Rudolf Ferdinand von Kummer (1816–1900) was a Prussian general who participated in the Austro-Prussian and Franco-Prussian wars.

==Biography==
===Early life and family===
Rudolf Ferdinand was the son of the Prussian chief bailiff Ferdinand Friedrich Kummer (1787–1835) and his wife Eva, born von Kalinowski (1799–1863).

Kummer married Henriette Johannes (1817-1892) on February 26, 1838, in Polskawies, Gnesen district. The following children were born from the marriage:

- Amalie Karoline Johanne (* 1838) ⚭ Walter von Kalckstein (1840–1903), Prussian major general
- Heinrich Ferdinand (1841–1924), Prussian Lieutenant General ⚭ Marie Kahlbaum (1848–1894)

Exercise brief: Print the full Kummer biography excerpt word for word. Rely only on the text itself.

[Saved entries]

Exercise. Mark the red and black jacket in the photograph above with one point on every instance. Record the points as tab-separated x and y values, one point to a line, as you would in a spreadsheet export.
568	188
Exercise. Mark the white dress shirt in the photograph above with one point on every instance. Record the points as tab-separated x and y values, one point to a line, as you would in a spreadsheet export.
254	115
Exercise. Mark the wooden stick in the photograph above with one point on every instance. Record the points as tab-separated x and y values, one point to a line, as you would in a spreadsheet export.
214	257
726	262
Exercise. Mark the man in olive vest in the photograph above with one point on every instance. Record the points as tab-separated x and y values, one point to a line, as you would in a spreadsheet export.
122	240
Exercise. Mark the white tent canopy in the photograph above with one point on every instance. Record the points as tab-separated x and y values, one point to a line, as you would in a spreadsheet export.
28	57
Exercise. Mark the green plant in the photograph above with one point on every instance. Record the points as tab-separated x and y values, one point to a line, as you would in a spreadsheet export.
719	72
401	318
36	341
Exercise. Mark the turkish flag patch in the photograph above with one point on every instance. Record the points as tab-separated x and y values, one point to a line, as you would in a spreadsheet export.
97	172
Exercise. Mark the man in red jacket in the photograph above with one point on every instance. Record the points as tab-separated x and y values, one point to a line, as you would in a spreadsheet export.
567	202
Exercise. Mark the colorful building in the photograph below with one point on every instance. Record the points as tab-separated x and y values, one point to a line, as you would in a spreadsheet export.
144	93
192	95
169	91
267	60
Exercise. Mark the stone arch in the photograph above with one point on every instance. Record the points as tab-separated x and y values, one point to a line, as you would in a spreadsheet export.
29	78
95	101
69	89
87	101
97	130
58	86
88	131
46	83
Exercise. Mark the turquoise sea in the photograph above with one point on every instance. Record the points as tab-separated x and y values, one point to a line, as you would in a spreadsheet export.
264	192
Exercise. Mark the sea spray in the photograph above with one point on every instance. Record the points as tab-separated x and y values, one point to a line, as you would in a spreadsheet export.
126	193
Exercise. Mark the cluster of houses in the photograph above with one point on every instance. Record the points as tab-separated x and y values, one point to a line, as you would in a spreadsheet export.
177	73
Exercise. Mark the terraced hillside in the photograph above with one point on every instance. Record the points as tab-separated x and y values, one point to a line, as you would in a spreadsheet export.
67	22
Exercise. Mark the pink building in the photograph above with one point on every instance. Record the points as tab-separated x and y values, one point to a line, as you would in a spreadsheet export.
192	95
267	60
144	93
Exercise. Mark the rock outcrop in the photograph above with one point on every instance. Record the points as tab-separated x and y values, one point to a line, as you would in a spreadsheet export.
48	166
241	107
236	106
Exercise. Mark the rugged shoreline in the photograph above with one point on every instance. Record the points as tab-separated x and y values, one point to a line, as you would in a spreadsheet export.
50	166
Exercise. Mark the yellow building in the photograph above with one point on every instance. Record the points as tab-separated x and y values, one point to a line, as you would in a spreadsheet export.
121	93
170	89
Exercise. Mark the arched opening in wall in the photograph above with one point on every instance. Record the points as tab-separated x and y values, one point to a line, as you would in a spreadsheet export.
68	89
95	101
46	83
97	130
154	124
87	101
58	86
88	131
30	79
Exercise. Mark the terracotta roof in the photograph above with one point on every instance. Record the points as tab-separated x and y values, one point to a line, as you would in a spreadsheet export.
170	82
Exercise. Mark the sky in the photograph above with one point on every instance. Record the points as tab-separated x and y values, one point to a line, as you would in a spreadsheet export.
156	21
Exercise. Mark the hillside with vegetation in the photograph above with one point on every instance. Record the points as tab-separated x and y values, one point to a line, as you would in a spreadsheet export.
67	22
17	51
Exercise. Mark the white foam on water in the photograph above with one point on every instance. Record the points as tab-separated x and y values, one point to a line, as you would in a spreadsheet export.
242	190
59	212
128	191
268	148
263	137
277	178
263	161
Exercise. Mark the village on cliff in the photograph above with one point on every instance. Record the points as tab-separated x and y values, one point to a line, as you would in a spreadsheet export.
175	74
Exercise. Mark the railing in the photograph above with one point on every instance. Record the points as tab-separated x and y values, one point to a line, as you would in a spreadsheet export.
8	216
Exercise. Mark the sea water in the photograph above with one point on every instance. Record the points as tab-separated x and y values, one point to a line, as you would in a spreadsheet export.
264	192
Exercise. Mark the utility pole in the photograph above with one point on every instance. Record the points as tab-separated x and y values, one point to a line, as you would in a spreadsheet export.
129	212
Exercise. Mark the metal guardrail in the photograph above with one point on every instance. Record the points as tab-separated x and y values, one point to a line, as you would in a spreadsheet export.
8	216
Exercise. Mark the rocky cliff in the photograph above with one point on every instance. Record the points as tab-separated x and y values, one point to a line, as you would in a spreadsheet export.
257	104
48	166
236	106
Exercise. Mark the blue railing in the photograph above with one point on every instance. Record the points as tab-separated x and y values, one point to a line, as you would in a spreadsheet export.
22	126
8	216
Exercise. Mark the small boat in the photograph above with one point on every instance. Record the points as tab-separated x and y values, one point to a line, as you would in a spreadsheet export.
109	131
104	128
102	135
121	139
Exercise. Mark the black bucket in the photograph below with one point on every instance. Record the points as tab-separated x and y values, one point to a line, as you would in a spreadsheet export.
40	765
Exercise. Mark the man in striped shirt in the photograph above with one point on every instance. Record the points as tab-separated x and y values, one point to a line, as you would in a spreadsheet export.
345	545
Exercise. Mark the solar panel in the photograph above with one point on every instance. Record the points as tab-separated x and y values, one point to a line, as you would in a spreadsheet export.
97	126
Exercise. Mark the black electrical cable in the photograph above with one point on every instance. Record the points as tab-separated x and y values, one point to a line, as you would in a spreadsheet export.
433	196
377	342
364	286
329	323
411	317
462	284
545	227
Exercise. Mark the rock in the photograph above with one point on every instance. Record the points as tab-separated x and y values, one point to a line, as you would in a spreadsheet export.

Exercise answer:
Rudolf Ferdinand von Kummer (1816–1900) was a Prussian general who participated in the Austro-Prussian and Franco-Prussian wars.

==Biography==
===Early life and family===
Rudolf Ferdinand was the son of the Prussian chief bailiff Ferdinand Friedrich Kummer (1787–1835) and his wife Eva, born von Kalinowski (1799–1863).

Kummer married Henriette Johannes (1817-1892) on February 26, 1838, in Polskawies, Gnesen district. The following children were born from the marriage:

- Amalie Karoline Johanne (* 1838) ⚭ Walter von Kalckstein (1840–1903), Prussian major general
- Heinrich Ferdinand (1841–1924), Prussian Lieutenant General ⚭ Marie Kahlbaum (1848–1894)